**PROBLEM STATEMENT:**
Rewrite the lines starting at the one that contains "[segment] airport building" and ending at the one that contains "Provide the mask of every instance of the airport", swapping "sample" for "example" and leaving everything else unchanged.

--- Begin SOURCE MATERIAL ---

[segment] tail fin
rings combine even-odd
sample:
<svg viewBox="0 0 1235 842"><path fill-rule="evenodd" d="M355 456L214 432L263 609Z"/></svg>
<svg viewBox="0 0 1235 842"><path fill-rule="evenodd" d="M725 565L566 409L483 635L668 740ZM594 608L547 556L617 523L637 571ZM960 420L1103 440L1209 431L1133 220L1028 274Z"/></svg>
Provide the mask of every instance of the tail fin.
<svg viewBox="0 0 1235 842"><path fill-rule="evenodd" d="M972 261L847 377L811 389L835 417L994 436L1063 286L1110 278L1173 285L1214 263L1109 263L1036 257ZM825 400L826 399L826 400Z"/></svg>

--- End SOURCE MATERIAL ---
--- Begin SOURCE MATERIAL ---

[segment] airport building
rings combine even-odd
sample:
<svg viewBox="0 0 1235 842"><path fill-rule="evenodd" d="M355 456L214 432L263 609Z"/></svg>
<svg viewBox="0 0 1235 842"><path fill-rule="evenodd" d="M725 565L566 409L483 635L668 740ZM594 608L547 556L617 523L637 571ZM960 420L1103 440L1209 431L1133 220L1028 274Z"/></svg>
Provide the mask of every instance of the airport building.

--- End SOURCE MATERIAL ---
--- Begin SOURCE MATERIAL ---

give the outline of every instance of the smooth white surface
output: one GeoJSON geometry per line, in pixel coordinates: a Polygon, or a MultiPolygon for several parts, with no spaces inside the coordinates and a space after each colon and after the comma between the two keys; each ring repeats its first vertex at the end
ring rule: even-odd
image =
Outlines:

--- End SOURCE MATERIAL ---

**WRITTEN ANSWER:**
[segment] airport building
rings combine even-odd
example:
<svg viewBox="0 0 1235 842"><path fill-rule="evenodd" d="M355 456L214 432L263 609Z"/></svg>
<svg viewBox="0 0 1235 842"><path fill-rule="evenodd" d="M725 565L566 409L483 635L668 740ZM594 608L547 556L617 523L637 571ZM960 420L1103 440L1209 431L1133 220L1028 274Z"/></svg>
Provide the mask of every instance of the airport building.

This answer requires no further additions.